Prompt: Please take the records that follow and repeat exactly the lines starting with the line with "Put a point on the ceiling fan light" and going on through the line with "Put a point on the lamp".

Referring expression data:
• • • •
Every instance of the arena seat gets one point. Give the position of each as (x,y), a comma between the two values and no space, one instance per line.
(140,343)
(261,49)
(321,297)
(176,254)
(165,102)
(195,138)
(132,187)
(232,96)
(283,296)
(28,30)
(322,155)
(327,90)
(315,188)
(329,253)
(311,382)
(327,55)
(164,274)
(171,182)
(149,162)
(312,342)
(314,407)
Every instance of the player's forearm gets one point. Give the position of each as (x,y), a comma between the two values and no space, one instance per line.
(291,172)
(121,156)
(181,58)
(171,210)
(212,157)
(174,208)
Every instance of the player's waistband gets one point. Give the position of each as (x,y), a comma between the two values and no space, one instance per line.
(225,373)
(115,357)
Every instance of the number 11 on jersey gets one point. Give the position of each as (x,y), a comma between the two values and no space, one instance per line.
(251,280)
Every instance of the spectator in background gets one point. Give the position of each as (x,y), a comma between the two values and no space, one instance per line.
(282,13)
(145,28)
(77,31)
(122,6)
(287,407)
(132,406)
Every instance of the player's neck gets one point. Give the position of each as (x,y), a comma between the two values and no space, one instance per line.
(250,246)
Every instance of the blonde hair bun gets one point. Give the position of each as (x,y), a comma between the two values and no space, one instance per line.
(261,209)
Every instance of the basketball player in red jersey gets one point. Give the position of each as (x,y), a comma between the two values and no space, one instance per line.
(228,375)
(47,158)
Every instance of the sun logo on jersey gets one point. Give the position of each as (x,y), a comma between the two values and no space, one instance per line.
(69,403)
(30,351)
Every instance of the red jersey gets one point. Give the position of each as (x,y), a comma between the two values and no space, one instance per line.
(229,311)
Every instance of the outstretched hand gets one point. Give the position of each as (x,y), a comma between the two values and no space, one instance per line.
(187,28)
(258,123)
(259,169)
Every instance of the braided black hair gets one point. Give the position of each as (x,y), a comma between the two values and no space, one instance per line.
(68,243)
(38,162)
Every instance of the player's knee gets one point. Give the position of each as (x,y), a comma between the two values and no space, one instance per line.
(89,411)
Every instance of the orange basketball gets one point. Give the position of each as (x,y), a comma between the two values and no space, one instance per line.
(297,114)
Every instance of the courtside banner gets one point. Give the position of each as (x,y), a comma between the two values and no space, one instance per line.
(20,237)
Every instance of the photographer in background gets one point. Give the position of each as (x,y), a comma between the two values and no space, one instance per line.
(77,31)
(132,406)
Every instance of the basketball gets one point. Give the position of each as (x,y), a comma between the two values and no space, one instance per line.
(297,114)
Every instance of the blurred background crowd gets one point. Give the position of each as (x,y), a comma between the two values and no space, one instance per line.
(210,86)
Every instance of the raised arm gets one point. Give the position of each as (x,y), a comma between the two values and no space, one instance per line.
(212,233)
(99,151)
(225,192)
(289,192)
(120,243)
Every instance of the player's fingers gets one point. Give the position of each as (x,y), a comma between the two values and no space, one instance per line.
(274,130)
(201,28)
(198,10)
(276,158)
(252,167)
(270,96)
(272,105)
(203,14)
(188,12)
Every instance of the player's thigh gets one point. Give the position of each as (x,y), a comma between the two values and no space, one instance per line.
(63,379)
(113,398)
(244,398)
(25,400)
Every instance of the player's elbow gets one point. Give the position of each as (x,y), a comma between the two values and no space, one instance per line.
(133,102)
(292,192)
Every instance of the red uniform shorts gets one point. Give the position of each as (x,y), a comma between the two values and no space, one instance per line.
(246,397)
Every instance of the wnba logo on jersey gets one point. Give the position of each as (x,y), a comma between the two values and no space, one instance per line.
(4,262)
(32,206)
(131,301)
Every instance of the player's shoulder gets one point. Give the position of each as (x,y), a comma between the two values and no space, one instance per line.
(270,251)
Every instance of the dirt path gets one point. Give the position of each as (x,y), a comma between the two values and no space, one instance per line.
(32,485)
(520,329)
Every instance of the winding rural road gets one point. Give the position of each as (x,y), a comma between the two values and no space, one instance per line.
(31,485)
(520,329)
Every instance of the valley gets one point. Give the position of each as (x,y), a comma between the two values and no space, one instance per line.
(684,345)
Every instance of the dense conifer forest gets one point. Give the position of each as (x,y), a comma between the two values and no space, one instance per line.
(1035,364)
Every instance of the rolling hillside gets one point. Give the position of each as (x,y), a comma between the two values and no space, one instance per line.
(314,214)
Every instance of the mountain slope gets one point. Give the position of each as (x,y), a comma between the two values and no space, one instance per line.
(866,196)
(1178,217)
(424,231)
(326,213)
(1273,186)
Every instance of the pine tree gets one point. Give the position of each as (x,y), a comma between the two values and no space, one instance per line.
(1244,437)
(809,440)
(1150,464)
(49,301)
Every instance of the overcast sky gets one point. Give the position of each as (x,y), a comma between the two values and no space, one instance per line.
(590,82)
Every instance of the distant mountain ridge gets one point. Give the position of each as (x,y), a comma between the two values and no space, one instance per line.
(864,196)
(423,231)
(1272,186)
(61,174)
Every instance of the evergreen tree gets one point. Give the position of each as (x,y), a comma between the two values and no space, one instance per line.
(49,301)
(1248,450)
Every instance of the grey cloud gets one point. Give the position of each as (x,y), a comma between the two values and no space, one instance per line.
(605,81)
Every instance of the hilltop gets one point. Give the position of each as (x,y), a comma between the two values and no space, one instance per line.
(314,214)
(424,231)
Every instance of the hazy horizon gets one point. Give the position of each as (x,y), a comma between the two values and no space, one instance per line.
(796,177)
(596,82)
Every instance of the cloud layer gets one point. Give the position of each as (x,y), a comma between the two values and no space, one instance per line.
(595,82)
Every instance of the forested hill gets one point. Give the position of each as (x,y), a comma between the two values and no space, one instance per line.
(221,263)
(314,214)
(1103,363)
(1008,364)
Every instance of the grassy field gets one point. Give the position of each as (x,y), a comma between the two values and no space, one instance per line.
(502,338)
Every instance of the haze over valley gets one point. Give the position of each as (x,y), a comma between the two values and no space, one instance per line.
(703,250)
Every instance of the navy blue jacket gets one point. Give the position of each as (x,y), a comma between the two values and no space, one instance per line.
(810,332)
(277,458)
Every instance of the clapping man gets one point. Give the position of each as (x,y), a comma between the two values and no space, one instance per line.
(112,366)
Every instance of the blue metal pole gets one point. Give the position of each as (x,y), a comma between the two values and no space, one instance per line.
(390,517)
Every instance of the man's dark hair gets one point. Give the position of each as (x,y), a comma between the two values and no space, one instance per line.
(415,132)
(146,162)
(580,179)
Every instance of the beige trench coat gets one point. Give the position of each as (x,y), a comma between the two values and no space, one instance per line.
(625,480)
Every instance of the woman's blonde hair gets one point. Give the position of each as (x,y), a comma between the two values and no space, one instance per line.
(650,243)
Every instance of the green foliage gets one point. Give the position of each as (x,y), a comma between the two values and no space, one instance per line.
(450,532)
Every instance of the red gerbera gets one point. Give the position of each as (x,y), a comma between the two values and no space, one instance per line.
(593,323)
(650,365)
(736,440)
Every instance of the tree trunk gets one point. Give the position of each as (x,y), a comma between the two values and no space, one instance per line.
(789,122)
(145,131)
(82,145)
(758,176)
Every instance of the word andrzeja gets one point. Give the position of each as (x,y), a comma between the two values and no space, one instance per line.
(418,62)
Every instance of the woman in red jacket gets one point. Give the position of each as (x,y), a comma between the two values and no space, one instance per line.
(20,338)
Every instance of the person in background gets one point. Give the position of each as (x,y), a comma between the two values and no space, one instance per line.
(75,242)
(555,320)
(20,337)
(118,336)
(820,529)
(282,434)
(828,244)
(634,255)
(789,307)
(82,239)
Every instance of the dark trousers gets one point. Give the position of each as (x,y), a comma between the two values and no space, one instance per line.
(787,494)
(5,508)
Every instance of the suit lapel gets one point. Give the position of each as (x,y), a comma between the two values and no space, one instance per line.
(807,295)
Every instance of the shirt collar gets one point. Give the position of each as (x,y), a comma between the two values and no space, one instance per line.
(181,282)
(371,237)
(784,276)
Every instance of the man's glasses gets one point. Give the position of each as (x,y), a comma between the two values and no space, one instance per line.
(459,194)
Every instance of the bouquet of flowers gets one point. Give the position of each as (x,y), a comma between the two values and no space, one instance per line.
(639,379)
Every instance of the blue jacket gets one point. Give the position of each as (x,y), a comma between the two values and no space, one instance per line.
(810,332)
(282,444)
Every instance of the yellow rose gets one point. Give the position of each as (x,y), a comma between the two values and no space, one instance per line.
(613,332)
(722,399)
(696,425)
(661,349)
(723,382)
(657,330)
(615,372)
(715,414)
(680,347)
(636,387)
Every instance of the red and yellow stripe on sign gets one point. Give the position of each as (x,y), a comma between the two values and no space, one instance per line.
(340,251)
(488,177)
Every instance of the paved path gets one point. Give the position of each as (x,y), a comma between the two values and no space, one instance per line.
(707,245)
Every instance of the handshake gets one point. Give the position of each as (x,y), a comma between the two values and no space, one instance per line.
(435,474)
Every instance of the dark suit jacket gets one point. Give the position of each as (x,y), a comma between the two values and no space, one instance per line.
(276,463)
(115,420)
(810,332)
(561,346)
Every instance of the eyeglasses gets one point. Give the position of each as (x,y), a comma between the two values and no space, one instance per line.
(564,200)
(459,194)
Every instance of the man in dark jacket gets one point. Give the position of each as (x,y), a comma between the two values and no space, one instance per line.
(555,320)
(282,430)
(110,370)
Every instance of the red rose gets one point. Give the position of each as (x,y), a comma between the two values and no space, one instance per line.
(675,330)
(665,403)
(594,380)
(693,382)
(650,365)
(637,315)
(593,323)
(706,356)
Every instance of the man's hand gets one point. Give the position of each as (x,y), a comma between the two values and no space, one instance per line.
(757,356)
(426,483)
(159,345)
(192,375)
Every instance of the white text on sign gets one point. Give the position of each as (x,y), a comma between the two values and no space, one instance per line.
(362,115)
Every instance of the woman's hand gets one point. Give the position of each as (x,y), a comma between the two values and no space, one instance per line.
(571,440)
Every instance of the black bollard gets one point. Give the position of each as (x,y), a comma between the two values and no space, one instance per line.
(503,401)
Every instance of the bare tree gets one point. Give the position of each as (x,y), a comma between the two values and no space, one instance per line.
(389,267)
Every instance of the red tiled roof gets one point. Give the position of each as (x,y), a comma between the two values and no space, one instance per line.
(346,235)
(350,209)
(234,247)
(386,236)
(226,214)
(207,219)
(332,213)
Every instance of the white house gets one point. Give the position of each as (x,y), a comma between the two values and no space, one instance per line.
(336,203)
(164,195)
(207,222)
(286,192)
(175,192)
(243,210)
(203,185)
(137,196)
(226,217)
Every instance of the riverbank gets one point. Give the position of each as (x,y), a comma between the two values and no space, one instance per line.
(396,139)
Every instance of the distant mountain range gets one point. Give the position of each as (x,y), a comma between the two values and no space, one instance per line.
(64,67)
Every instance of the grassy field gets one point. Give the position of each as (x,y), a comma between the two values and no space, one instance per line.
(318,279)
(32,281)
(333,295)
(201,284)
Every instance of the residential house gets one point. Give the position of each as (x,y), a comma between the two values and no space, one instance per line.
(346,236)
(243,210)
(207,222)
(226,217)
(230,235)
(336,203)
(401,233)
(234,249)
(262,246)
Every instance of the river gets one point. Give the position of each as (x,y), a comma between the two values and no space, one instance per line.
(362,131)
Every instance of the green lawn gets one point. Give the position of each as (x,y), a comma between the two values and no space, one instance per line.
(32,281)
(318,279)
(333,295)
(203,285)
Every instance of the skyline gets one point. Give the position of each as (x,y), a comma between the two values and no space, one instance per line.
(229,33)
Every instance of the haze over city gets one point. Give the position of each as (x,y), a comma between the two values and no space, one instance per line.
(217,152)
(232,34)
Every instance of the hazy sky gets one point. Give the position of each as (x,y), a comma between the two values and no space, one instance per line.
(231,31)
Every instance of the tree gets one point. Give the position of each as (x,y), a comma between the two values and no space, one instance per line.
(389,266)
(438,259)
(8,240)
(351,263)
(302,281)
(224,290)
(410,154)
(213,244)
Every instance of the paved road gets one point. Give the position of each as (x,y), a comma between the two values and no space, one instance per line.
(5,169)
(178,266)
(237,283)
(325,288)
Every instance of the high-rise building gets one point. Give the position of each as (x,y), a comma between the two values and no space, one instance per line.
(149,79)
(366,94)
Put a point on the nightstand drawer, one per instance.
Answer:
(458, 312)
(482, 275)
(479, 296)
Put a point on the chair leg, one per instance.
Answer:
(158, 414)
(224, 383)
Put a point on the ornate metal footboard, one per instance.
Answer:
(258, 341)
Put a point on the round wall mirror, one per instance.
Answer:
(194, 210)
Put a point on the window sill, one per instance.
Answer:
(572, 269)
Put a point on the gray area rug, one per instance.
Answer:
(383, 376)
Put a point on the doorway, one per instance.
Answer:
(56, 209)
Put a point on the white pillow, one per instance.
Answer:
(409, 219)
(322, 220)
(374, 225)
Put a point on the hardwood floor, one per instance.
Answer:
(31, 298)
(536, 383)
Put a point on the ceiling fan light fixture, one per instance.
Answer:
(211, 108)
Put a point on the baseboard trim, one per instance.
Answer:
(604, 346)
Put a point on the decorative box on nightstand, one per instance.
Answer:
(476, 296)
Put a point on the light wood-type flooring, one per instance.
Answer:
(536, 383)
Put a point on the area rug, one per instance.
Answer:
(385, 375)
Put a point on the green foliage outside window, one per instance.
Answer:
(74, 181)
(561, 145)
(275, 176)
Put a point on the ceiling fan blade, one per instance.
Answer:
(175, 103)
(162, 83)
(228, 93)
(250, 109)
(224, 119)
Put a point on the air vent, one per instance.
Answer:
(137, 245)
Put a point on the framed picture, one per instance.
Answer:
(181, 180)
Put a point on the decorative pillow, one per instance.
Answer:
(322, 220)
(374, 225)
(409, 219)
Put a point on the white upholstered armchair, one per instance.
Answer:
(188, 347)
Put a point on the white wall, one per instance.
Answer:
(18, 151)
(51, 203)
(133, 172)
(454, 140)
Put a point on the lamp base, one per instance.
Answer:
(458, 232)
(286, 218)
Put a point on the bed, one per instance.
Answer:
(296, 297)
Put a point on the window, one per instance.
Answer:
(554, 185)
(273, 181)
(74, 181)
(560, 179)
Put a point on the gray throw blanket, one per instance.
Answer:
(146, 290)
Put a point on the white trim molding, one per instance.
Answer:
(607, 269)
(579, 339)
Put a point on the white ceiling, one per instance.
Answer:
• • • •
Exercise answer:
Put a point on the ceiling fan light fixture, one per instance.
Answer:
(211, 108)
Put a point on the baseboard trim, one per instance.
Answer:
(604, 346)
Put a point on the decorative box on nightstand, one per instance.
Answer:
(476, 296)
Put a point on the light wood-type flooring, one per instance.
Answer:
(536, 383)
Put a point on the area rug, one per instance.
Answer:
(385, 375)
Put a point on the green foliage outside window, one per instance.
Answer:
(74, 181)
(561, 145)
(275, 176)
Put a point on the ceiling fan blade, one per instance.
Answer:
(175, 103)
(162, 83)
(228, 93)
(250, 109)
(224, 119)
Put a point on the air vent, one per instance.
Answer:
(137, 245)
Put a point on the framed picture, one per instance.
Answer:
(181, 180)
Put a point on the decorative pillow, one per instance.
Answer:
(322, 220)
(374, 225)
(409, 219)
Put a point on the white upholstered armchair, one per instance.
Answer:
(188, 347)
Put a point on the white wall, one per instance.
Answer:
(18, 151)
(51, 203)
(133, 172)
(454, 140)
Put a point on the lamp base, one per instance.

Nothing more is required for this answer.